*Work required*: Rewrite all of the data below as a JSON list of strings, one string per line, leaving out any blank lines.

*Input records*:
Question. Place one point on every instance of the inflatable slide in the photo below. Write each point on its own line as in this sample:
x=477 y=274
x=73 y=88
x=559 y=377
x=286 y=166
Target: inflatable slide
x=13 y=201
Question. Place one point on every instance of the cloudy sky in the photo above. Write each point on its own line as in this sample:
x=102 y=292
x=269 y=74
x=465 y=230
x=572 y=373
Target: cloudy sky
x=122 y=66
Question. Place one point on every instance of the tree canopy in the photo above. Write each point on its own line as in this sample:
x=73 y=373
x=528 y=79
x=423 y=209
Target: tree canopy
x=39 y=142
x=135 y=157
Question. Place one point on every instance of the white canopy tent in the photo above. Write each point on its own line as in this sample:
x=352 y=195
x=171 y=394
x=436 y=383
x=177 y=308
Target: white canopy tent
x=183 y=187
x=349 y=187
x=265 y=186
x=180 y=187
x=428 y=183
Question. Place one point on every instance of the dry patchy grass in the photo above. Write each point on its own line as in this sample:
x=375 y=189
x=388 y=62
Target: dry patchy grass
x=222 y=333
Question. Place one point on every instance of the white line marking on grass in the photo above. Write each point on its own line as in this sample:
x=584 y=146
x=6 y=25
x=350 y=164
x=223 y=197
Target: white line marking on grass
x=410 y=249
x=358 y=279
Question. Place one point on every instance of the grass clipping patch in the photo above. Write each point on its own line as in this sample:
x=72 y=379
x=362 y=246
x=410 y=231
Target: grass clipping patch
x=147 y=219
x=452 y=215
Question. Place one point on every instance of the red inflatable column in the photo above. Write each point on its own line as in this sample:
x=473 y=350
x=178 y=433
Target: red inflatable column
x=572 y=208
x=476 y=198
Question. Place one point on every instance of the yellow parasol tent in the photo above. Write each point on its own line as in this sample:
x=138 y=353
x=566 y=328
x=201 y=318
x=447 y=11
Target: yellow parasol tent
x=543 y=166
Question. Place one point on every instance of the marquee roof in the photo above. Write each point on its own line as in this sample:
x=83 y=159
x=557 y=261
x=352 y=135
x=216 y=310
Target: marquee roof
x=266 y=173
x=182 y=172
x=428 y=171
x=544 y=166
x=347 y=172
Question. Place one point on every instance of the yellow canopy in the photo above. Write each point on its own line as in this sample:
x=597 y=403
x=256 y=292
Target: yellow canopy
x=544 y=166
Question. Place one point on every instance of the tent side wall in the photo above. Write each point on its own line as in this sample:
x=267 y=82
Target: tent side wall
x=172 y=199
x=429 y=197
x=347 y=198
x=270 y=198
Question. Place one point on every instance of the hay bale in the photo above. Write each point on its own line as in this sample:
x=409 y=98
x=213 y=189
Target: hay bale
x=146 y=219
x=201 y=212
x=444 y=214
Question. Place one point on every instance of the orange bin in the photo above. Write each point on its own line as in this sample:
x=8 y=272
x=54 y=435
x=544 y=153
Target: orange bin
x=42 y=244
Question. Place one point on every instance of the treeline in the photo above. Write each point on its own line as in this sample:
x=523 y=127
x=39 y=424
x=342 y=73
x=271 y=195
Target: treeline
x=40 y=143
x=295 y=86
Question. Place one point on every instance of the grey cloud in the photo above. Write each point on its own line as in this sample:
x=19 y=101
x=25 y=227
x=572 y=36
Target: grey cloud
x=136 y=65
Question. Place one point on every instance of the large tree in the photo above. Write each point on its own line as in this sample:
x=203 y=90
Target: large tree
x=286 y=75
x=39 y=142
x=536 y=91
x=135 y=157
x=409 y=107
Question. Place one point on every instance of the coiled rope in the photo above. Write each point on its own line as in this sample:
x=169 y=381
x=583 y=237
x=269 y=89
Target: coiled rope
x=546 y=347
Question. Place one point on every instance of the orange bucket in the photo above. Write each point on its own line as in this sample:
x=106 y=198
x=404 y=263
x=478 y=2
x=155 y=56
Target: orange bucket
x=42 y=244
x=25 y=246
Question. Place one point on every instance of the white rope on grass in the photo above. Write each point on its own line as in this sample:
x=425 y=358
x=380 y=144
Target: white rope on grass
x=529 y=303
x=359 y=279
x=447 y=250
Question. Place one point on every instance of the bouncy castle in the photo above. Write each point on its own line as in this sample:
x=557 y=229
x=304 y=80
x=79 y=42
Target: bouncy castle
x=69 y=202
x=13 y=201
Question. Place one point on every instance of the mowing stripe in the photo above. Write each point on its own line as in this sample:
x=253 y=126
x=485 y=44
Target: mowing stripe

*Problem solution*:
[
  "Question. Place one point on every instance of the inflatable slide in the photo below. Write each point on its own line as in this sample:",
  "x=477 y=274",
  "x=73 y=88",
  "x=559 y=377",
  "x=286 y=166",
  "Target: inflatable slide",
  "x=13 y=201",
  "Question. Place one point on every instance of the cloudy sky in the photo above. Write each point on its own line as in this sample:",
  "x=102 y=292",
  "x=269 y=74",
  "x=465 y=230",
  "x=572 y=373",
  "Target: cloudy sky",
  "x=122 y=66",
  "Question. Place one point on every instance of the tree canopy in the photo above. Write each point on its own line as in this sample:",
  "x=73 y=373",
  "x=528 y=79",
  "x=423 y=209",
  "Target: tree canopy",
  "x=39 y=142",
  "x=135 y=157",
  "Question. Place one point on every instance of the white canopy tent in the photo above. Write each point on its own line as in this sample:",
  "x=352 y=195",
  "x=171 y=394",
  "x=436 y=383",
  "x=177 y=308",
  "Target: white canopy tent",
  "x=183 y=187",
  "x=349 y=187",
  "x=265 y=186",
  "x=180 y=187",
  "x=428 y=183",
  "Question. Place one point on every instance of the dry patchy grass in the photo above. Write each point on its own line as in this sample:",
  "x=375 y=189",
  "x=388 y=62",
  "Target: dry patchy grass",
  "x=222 y=333",
  "Question. Place one point on every instance of the white line marking on grass in the photo above. Write each point on its own line as in this sample:",
  "x=584 y=146",
  "x=6 y=25",
  "x=350 y=164",
  "x=223 y=197",
  "Target: white line marking on grass",
  "x=410 y=249",
  "x=358 y=279",
  "Question. Place one point on every instance of the grass clipping patch in the photo above. Write each point on its own line as in this sample:",
  "x=72 y=379",
  "x=362 y=246",
  "x=410 y=231",
  "Target: grass clipping patch",
  "x=147 y=219",
  "x=452 y=215",
  "Question. Place one point on every instance of the red inflatable column in the photo above. Write each point on its own line as in this sample:",
  "x=473 y=350",
  "x=178 y=433",
  "Target: red inflatable column",
  "x=572 y=208",
  "x=476 y=198",
  "Question. Place one point on every instance of the yellow parasol tent in the photo above. Write each point on its own line as in this sample:",
  "x=138 y=353",
  "x=566 y=328",
  "x=201 y=318",
  "x=447 y=11",
  "Target: yellow parasol tent",
  "x=543 y=166",
  "Question. Place one point on every instance of the marquee roof in the photo above. Write each point on its own line as in this sample:",
  "x=83 y=159",
  "x=557 y=261",
  "x=352 y=135",
  "x=216 y=310",
  "Target: marquee roof",
  "x=266 y=173",
  "x=182 y=172",
  "x=428 y=171",
  "x=544 y=166",
  "x=347 y=172",
  "Question. Place one point on every instance of the yellow canopy in the photo above. Write each point on its own line as in this sample:",
  "x=597 y=403",
  "x=256 y=292",
  "Target: yellow canopy",
  "x=544 y=166",
  "Question. Place one point on every instance of the tent side wall in the photo above. Write each point on its own line as in this sample:",
  "x=267 y=82",
  "Target: tent side wall",
  "x=172 y=199",
  "x=429 y=197",
  "x=347 y=198",
  "x=270 y=198",
  "Question. Place one point on every instance of the hay bale in the photo above. Write each point on its own line as in this sample:",
  "x=409 y=98",
  "x=213 y=189",
  "Target: hay bale",
  "x=146 y=219",
  "x=201 y=212",
  "x=444 y=214",
  "Question. Place one point on every instance of the orange bin in the photo above. Write each point on its own line as in this sample:",
  "x=8 y=272",
  "x=54 y=435",
  "x=544 y=153",
  "Target: orange bin",
  "x=42 y=244",
  "Question. Place one point on every instance of the treeline in the photo above. Write each point on its own line as in this sample:",
  "x=523 y=127",
  "x=39 y=424",
  "x=342 y=73",
  "x=271 y=195",
  "Target: treeline",
  "x=40 y=143",
  "x=295 y=86",
  "Question. Place one point on every instance of the grey cloud in the photo above. Write each point on its own line as in this sample:",
  "x=19 y=101",
  "x=25 y=227",
  "x=572 y=36",
  "Target: grey cloud",
  "x=136 y=65",
  "Question. Place one point on every instance of the large tree in the photo above. Write each point on its own line as in this sample:",
  "x=203 y=90",
  "Target: large tree",
  "x=286 y=75",
  "x=39 y=142",
  "x=536 y=91",
  "x=135 y=157",
  "x=409 y=107",
  "Question. Place one point on every instance of the coiled rope in the photo above. Write each point on its own line as in this sample:",
  "x=169 y=381",
  "x=583 y=237",
  "x=269 y=89",
  "Target: coiled rope",
  "x=546 y=347",
  "Question. Place one point on every instance of the orange bucket in the photo above. Write each point on its own line as in this sample:",
  "x=106 y=198",
  "x=404 y=263",
  "x=478 y=2",
  "x=155 y=56",
  "Target: orange bucket",
  "x=42 y=244",
  "x=25 y=246",
  "Question. Place one point on every instance of the white rope on grass in the photo above. Write each point on its own line as in this sample:",
  "x=425 y=358",
  "x=380 y=144",
  "Target: white rope on grass",
  "x=529 y=303",
  "x=359 y=279",
  "x=447 y=250",
  "Question. Place one point on every instance of the bouncy castle in the photo above. Write each point on its own line as in this sample:",
  "x=557 y=229",
  "x=304 y=80",
  "x=79 y=42",
  "Target: bouncy castle",
  "x=69 y=202",
  "x=13 y=201",
  "Question. Place one point on every instance of the mowing stripe in the photo above. Write each point on its own line as in this sample:",
  "x=253 y=126",
  "x=485 y=44",
  "Target: mowing stripe"
]